Copy each of the following items word for word.
## start
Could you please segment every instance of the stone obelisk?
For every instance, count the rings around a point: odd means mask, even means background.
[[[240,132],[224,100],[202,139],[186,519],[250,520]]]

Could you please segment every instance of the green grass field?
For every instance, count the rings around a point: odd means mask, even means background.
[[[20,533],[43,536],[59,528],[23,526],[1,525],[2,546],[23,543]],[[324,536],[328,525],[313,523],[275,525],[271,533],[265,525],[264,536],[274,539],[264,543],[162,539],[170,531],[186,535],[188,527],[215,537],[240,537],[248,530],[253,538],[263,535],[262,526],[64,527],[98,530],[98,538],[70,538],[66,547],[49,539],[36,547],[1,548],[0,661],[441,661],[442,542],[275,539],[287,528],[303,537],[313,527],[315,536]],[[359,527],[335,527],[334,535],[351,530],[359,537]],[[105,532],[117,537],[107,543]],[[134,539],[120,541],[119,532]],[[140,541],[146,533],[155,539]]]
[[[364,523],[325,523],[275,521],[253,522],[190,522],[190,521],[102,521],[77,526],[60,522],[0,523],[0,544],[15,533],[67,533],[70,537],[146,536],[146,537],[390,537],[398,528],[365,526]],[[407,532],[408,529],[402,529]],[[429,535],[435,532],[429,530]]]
## end
Exercise response
Could you please segment every instance of the stone obelisk?
For every instance, count the rings around a point: odd means mask, even means background.
[[[240,132],[224,100],[202,139],[186,519],[250,520]]]

Could you please segment every instance of the green grass field?
For every instance, count the rings around a point: odd means mask, even means background.
[[[20,533],[43,536],[59,528],[23,526],[1,525],[2,546],[23,543]],[[324,536],[328,525],[313,523],[275,525],[271,533],[265,525],[264,536],[274,539],[264,543],[162,539],[170,531],[186,535],[188,527],[215,537],[240,537],[248,530],[253,538],[263,535],[262,526],[64,527],[98,530],[98,538],[70,538],[66,547],[49,539],[36,547],[1,548],[0,661],[441,661],[442,542],[275,539],[287,528],[303,537],[313,527],[315,536]],[[359,527],[335,527],[334,535],[351,530],[359,537]],[[105,532],[117,537],[107,543]],[[134,539],[120,541],[119,532]],[[140,541],[146,533],[155,539]]]
[[[364,523],[325,523],[275,521],[253,522],[190,522],[190,521],[102,521],[77,526],[60,522],[0,523],[0,544],[15,533],[67,533],[70,537],[146,536],[146,537],[390,537],[398,528],[365,526]],[[407,532],[408,529],[402,529]],[[429,535],[435,532],[429,530]]]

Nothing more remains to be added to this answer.